» **Source document**:
────────
This is the correct contract for an example client:
the script does not assume a fixed deployment endpoint
the user decides whether a real submission should occur
leaving
SUBMIT_URL = Nonekeeps the script in build-only mode
That makes the script useful both as documentation and as a real client entry point.
Why this path is reliable¶
The value of this design is that each boundary can be checked before the next one is crossed.
Tool boundary¶
The CLT can be validated as a real CWL CommandLineTool.
Workflow boundary¶
The workflow can be compiled fully in memory before any submission occurs.
Compute boundary¶
The payload is constructed through ComputeWorkflowPayload, which validates the
result against the checked-in compute schema.
This means validation is incremental:
first confirm the tool
then confirm the workflow
then confirm the payload
only then submit
That is more reliable than assembling one large opaque object at the end.
The verification-oriented sibling: ichnaea_integrated.py¶
The compact example is the canonical path because it stays in memory as long as possible.
However, Sophios also provides
examples/scripts/ichnaea_integrated.py
for cases where explicit artifacts are desirable.
It follows the same overall logic, but writes outputs at each major boundary.
Generated CLT¶
The CLT is written to disk with validation:
autoseg_clt.save(
Path(__file__).with_name("built-ichnaea-autosegmentation.cwl"),
validate=True,
)
Compiled workflow artifacts¶
The workflow is compiled with disk output enabled:
autoseg_workflow.compile(write_to_disk=True)
This writes the compiled workflow artifacts under autogenerated/.
Compute JSON¶
The exact compute payload is written before submission:
with open(f"compute_{workflow_name}_integrated.json", "w", encoding="utf-8") as f:
json.dump(compute_json, f, indent=4, sort_keys=True)
That makes ichnaea_integrated.py the appropriate choice when:
the generated CLT must be reviewed directly
the compiled workflow artifacts must be preserved
the exact submission body must be inspected or archived
In other words:
use
ichnaea_compact.pyas the example to follow when creating your own end-to-end Python workflow submission scriptsuse
ichnaea_integrated.pywhen the same structure is needed but the CLT, compiled workflow artifacts, and final payload must also be written to disk
Recommended reading order¶
For a first reading of the example, the most useful order is:
build_autoseg_CLT()workflow(...)create_compute_payload(...)main()
────────
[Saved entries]
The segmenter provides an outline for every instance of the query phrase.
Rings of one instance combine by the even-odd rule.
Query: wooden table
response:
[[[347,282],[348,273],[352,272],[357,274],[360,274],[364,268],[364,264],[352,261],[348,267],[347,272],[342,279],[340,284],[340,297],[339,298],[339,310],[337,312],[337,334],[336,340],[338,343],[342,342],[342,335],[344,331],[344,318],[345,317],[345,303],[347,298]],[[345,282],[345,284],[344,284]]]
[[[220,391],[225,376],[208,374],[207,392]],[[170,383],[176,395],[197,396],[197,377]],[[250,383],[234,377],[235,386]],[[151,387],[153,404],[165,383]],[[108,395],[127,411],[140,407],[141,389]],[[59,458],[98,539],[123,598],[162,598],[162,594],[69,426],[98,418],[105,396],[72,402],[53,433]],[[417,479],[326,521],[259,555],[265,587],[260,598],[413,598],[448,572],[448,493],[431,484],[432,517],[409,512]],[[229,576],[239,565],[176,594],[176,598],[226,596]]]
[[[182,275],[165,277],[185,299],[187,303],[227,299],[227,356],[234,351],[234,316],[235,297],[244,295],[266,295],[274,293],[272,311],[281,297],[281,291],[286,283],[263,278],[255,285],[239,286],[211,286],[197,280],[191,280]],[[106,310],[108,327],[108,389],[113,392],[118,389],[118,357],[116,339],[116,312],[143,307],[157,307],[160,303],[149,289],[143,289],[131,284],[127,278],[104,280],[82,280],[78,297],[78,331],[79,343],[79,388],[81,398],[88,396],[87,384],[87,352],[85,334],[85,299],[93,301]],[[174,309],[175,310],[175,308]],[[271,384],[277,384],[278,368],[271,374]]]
────────
» **Things to do**:
- a) Based on the text about the Sophios Ichnaea example scripts, answer yes or no for each statement (i), (ii), and (iii), and quote the words from that text that settle each one. (i) The workflow can be compiled entirely in memory before anything is submitted. (ii) ichnaea_integrated.py follows a different overall logic from the compact example. (iii) The compiled workflow artifacts are written under autogenerated/.
- b) Continue the text about the Sophios Ichnaea example scripts, picking up right after its final line.

» **Numbered responses**:
- a)
(i) Yes: "The workflow can be compiled fully in memory before any submission occurs."
(ii) No: "It follows the same overall logic, but writes outputs at each major boundary."
(iii) Yes: "This writes the compiled workflow artifacts under autogenerated/."

- b)
That order follows the actual transformation pipeline:
tool definition
workflow construction
payload construction
orchestration and optional submission
Practical guidance¶
Use ichnaea_compact.py as the example to follow when creating or adapting
your own end-to-end compute submission scripts. Its structure is the
recommended baseline:
define the CLT in Python
convert it to a Sophios workflow
compile the workflow in memory
construct the compute payload from the compiled result
submit only when a concrete compute service URL is supplied
Use ichnaea_integrated.py when the same overall structure is required but the
workflow must also produce explicit artifacts:
the generated CLT on disk
the compiled workflow artifacts on disk
the exact compute payload JSON on disk
When diagnosing problems, the most effective order is:
validate the CLT
inspect the compiled workflow
inspect the compute payload
then investigate submission or runtime behavior
That keeps the investigation aligned with the actual system boundaries.
Commands¶
Compact path:
python examples/scripts/ichnaea_compact.py
Integrated path:
python examples/scripts/ichnaea_integrated.py
The integrated command writes the generated CLT, compiled workflow artifacts,
and compute JSON without submission.
To submit from either script, set SUBMIT_URL near the top of the file before
running it.
Summary¶
ichnaea_compact.py is the canonical Sophios Python example for
compute submission because it keeps the four layers of the system clear:
CLT authoring
workflow composition
payload construction
submission
That clarity is the main value of the example. It makes the path from Python-authored tool to compute payload direct, verifiable, and suitable for both documentation and real client use.